▶ What you are asked to do: Reproduce the entries exactly. Omit none of them.

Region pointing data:
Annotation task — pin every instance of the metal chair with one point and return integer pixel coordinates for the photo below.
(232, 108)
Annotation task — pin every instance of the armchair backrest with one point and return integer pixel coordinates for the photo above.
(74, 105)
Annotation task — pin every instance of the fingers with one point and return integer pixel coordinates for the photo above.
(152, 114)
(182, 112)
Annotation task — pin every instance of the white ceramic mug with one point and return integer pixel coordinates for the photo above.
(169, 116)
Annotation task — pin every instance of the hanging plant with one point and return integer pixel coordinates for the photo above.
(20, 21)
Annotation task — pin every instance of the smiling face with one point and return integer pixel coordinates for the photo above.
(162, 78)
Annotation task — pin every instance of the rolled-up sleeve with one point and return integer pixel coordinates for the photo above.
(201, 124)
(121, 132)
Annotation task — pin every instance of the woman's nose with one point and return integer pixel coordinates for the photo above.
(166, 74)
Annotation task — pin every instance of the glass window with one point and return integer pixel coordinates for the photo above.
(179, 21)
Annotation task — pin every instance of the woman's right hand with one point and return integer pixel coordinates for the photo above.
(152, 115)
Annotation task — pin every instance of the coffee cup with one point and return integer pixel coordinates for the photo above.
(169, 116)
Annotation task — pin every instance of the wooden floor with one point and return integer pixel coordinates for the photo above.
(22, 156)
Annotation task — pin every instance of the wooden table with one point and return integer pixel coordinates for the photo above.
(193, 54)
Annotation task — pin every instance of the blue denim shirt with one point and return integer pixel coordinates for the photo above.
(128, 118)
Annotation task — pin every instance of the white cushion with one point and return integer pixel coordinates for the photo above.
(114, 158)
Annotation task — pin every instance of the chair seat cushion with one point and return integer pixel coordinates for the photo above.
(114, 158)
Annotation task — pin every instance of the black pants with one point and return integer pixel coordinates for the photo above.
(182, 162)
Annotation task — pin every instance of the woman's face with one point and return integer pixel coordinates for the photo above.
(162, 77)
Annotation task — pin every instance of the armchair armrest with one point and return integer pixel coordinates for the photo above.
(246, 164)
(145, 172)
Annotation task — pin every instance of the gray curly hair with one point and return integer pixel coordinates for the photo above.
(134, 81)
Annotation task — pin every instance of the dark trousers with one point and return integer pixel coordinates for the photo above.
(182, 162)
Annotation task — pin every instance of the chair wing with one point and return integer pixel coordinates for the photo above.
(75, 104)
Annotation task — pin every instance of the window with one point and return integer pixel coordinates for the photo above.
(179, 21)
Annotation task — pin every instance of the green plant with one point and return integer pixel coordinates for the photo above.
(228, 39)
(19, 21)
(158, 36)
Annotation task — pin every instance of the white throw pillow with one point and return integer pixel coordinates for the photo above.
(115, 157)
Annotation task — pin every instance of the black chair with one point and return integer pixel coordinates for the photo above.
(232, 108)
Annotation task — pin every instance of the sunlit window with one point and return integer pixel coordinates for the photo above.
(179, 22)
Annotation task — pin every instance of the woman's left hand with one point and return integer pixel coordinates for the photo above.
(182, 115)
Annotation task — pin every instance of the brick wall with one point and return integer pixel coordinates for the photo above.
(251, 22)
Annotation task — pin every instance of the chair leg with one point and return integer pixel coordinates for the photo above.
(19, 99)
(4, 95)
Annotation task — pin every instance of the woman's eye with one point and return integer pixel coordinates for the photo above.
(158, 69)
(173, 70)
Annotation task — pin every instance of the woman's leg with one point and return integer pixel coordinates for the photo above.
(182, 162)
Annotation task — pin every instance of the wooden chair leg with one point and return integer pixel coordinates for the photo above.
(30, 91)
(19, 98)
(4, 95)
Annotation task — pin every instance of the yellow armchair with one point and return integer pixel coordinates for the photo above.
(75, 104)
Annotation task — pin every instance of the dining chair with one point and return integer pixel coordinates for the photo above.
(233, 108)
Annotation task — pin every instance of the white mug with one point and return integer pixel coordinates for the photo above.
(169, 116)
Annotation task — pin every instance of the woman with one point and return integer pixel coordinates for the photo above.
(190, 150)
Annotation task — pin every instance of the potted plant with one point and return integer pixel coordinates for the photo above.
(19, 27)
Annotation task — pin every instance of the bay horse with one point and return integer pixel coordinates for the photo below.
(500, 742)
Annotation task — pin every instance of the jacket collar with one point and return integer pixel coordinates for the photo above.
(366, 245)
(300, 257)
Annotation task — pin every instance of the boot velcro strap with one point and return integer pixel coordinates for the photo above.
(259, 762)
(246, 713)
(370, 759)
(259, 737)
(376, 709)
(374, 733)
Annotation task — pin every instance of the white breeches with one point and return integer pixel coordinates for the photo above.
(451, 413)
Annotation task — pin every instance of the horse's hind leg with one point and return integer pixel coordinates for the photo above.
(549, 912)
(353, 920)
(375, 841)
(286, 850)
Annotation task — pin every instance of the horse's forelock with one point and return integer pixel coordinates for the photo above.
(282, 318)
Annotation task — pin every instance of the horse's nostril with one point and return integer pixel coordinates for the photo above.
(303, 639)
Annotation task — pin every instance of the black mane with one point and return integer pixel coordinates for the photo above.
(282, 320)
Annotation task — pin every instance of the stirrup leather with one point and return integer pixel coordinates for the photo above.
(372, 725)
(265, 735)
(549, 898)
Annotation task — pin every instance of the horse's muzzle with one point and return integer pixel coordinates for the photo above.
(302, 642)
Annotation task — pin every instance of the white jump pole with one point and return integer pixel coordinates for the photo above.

▶ Answer for the task:
Annotation task — pin every instance of the metal chair with one point and return integer pixel coordinates for the photo below.
(232, 108)
Annotation task — pin every instance of the armchair backrest with one point and return integer pixel coordinates for the photo above.
(74, 105)
Annotation task — pin every instance of the fingers with one point and return integer pixel coordinates for the photo above.
(152, 114)
(182, 112)
Annotation task — pin every instance of the white ceramic mug with one point and return integer pixel coordinates for the photo above.
(169, 116)
Annotation task — pin every instance of the hanging plant with one point and return integer pixel coordinates for the photo above.
(20, 21)
Annotation task — pin every instance of the smiling face with one point and return integer pixel coordinates for the photo above.
(162, 78)
Annotation task — pin every instance of the rolled-up sleeve with one point and return integer pixel coordinates for the photo above.
(201, 124)
(121, 132)
Annotation task — pin every instance of the woman's nose with one point and return integer pixel coordinates for the photo above.
(166, 74)
Annotation task — pin every instance of the glass window with one point and return integer pixel coordinates for the photo above.
(179, 21)
Annotation task — pin every instance of the woman's right hand with one point and return integer pixel coordinates for the photo above.
(152, 115)
Annotation task — pin every instance of the coffee cup with one point and return integer pixel coordinates for the photo above.
(169, 116)
Annotation task — pin every instance of the wooden floor with one point and return integer pixel coordinates for the photo above.
(22, 156)
Annotation task — pin every instance of the wooden table with one point and return integer pixel coordinates for the photo above.
(193, 54)
Annotation task — pin every instance of the blue denim shirt with one point and return integer pixel coordinates for the photo above.
(128, 118)
Annotation task — pin every instance of the white cushion with one point and return integer pixel coordinates for the photo above.
(114, 158)
Annotation task — pin every instance of the chair seat cushion with one point and return integer pixel coordinates for the photo above.
(114, 158)
Annotation task — pin every instance of the black pants with one point and return integer pixel coordinates for the photo above.
(182, 162)
Annotation task — pin every instance of the woman's face with one point and return integer pixel coordinates for the photo above.
(162, 77)
Annotation task — pin every instance of the armchair armrest with one point and return integer pixel coordinates for the photo above.
(246, 164)
(145, 172)
Annotation task — pin every instance of the gray curly hair with one point and return integer pixel coordinates for the photo above.
(134, 81)
Annotation task — pin every instance of the dark trousers with one point and return integer pixel coordinates for the photo above.
(182, 162)
Annotation task — pin every instance of the chair wing with one point and return integer pixel coordinates for the photo above.
(75, 104)
Annotation task — pin every instance of the window with one point and return integer pixel coordinates for the photo above.
(179, 21)
Annotation task — pin every instance of the green plant with one point and return integer pixel coordinates for the photo above.
(228, 39)
(19, 21)
(158, 36)
Annotation task — pin every instance of the white throw pillow with one point and return integer pixel coordinates for the photo above.
(115, 157)
Annotation task — pin every instance of the black chair with one point and return integer pixel coordinates for the photo above.
(232, 108)
Annotation task — pin every instance of the sunlit window with one point and return integer pixel coordinates for the photo above.
(179, 22)
Annotation task — pin every instance of the woman's left hand with one point and return integer pixel coordinates for the photo above.
(182, 115)
Annotation task — pin every instance of the brick wall with one point and return integer pixel coordinates for the photo above.
(251, 22)
Annotation task — pin every instance of the chair leg with one point and return integer pixel coordinates for the photo above.
(19, 99)
(4, 95)
Annotation task — pin every instance of the woman's eye with one point and return integer pixel coordinates for the photo above.
(158, 69)
(173, 70)
Annotation task — pin every instance of the woman's leg with one point and return integer pixel coordinates for the photo above.
(182, 162)
Annotation task — pin every instance of the wooden chair leg with one point and return integer pixel coordinates for the photo above.
(30, 91)
(19, 98)
(4, 95)
Annotation task — pin every instance of the yellow armchair with one point and return integer pixel coordinates for the photo above.
(75, 104)
Annotation task — pin every instance of the dining chair with one point and return integer pixel coordinates for the photo above.
(233, 108)
Annotation task — pin every instance of the white mug with one point and return integer pixel coordinates for the photo above.
(169, 116)
Annotation task — pin every instance of the woman with one point and return integer pixel coordinates for the photo above.
(190, 150)
Annotation task — pin every instance of the potted plant with one point and return integer pixel coordinates for the photo above.
(19, 27)
Annotation task — pin every instance of the bay horse with one point and return integer pixel coordinates for the photo below.
(500, 742)
Annotation task — pin every instance of the jacket collar with one point and return integer pixel coordinates for the photo above.
(366, 245)
(300, 257)
Annotation task — pin every instance of the boot velcro strap with one point and return integer pixel coordinates for the photo above.
(259, 762)
(246, 713)
(370, 759)
(259, 737)
(376, 709)
(374, 733)
Annotation task — pin every instance of the white breeches with one point and return integer pixel coordinates for the photo above.
(451, 413)
Annotation task — pin every instance of the horse's hind leg with one point and return integer pixel coordinates for the photo above.
(549, 912)
(353, 920)
(375, 841)
(286, 850)
Annotation task — pin every instance of the horse's forelock with one point and return integer pixel coordinates for the photo above.
(282, 318)
Annotation task — pin every instance of the horse's nostril with one point and return integer pixel coordinates for the photo above.
(303, 639)
Annotation task — pin every instance of the black mane with one point and return integer pixel coordinates for the photo above.
(282, 320)
Annotation task — pin every instance of the stirrup leather with one point and return integer pixel coordinates for the photo above.
(372, 725)
(265, 735)
(549, 898)
Annotation task — pin every instance of the horse's muzzle with one point and return integer pixel coordinates for the photo above.
(302, 642)
Annotation task — pin every instance of the white jump pole with one point and return integer pixel coordinates for the photo above.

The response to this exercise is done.